Page extract
Midterm Answers Script

# A. Import the libraries you will need

from sklearn.datasets import fetch_california_housing
import numpy as np
import pandas as pd
from sklearn.preprocessing import StandardScaler as ss
from sklearn.linear_model import LinearRegression, Ridge, Lasso
from sklearn.model_selection import KFold
from sklearn.metrics import mean_squared_error

# B. Create your DoKFold

def DoKFold(model, X, y, k, standardize, random_state):
    if standardize:
        from sklearn.preprocessing import StandardScaler as SS
        ss = SS()

    kf = KFold(n_splits=k, shuffle=True, random_state=random_state)

    train_scores = []
    test_scores = []

    train_mse = []
    test_mse = []

    for idxTrain, idxTest in kf.split(X):
        Xtrain = X[idxTrain, :]
        Xtest = X[idxTest, :]
        ytrain = y[idxTrain]
        ytest = y[idxTest]

        if standardize:
            Xtrain = ss.fit_transform(Xtrain)
            Xtest = ss.transform(Xtest)

        model.fit(Xtrain, ytrain)

        ytest_pred = model.predict(Xtest)
        ytrain_pred = model.predict(Xtrain)

        train_scores.append(model.score(Xtrain, ytrain))
        test_scores.append(model.score(Xtest, ytest))

        train_mse.append(np.mean((ytrain - ytrain_pred) ** 2))
        test_mse.append(np.mean((ytest - ytest_pred) ** 2))

    return train_scores, test_scores, train_mse, test_mse

# C. Import the the California Housing data

data = fetch_california_housing()

# D.

# 1. set up X as your features from data.data
X = data.data
# 2. create a names object from data.feature_names
X_names = data.feature_names
# 3. set up y as your target from data.target
y = data.target
# 4. use pandas to create a data frame from your features and names object
df = pd.DataFrame(X, columns=X_names)

df

### 15. ###

# Which of the below features is most strongly correlated with the target?
# MedInc (median income)

# 1. create a data frame that has all of your features as well as your target
X_corr = df.copy()
# 2. calculate the correlations of all variables
X_corr.corr()

### 16. ###

# If the features are standardized, the correlations from the previous
# question do not change.

# 1. fit transform your features
Xs = ss.fit_transform(X)
# 2. create a data frame with the transformed data
Xs_df = pd.DataFrame(Xs, columns=columns)
# 3. add your target to the data frame
Xsy_df = Xs_df.copy()

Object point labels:
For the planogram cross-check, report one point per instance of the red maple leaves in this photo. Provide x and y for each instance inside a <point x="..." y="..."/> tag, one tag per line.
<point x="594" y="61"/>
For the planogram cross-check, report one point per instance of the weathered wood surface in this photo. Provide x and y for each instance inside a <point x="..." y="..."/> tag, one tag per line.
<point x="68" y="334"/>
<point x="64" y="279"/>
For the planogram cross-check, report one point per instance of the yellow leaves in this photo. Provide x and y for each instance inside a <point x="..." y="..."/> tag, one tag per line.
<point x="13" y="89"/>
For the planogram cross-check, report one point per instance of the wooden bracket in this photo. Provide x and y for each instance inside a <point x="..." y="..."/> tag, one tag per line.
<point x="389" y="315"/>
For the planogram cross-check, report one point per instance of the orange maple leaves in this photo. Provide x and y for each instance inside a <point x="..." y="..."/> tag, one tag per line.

Directions
(1) Return the portion of the California housing script starting at "# C. Import" and ending at "df = pd.DataFrame(X, columns=X_names)".
(2) According to the California housing script, which feature is most strongly correlated with the target?
(3) Please extend the California housing script from the point where it stops.
These rows have nothing to do with the California housing script.

Answers for the tasks
(1)
# C. Import the the California Housing data

data = fetch_california_housing()

# D.

# 1. set up X as your features from data.data
X = data.data
# 2. create a names object from data.feature_names
X_names = data.feature_names
# 3. set up y as your target from data.target
y = data.target
# 4. use pandas to create a data frame from your features and names object
df = pd.DataFrame(X, columns=X_names)

(2) MedInc (median income)

(3)
Xsy_df['y'] = y
# 4. calculate correlations amongst all variables
Xsy_df.corr()

### 17 ###

# If we were to perform a linear regression using only the feature
# identified in question 15,
# what would be the coefficient of determination?
# Enter your answer to two decimal places: 0.47

np.round(np.corrcoef(df['MedInc'],y)[0][1] ** 2, 2)
lin_reg = LinearRegression()
lin_reg.fit(df['MedInc'].values.reshape(-1, 1), y)
np.round(lin_reg.score(df['MedInc'].values.reshape(-1, 1), y), 2)

### 18 ###

# What is the mean R2 value on the test folds?
#Enter your answer to 5 decimal places: 0.60198

# 1.  define k and model
k = 20
model = LinearRegression()
# 2.  Use DoKFold with LR()
train_scores, test_scores, train_mse, test_mse = DoKFold(model, X, y, k, True, 146)
# 3.  Output values
print(np.mean(train_scores), np.mean(test_scores))
print(np.mean(train_mse), np.mean(test_mse))

### 19 ###

# Next, try ridge regression.

# For the optimal value of alpha in this range, what is the mean R2 value on the test folds?
# Enter you answer to 5 decimal places: 0.60201

# 1.  define rid_a_range = to 101 values equally spaced between 20 and 30
rid_a_range = np.linspace(20, 30, 101)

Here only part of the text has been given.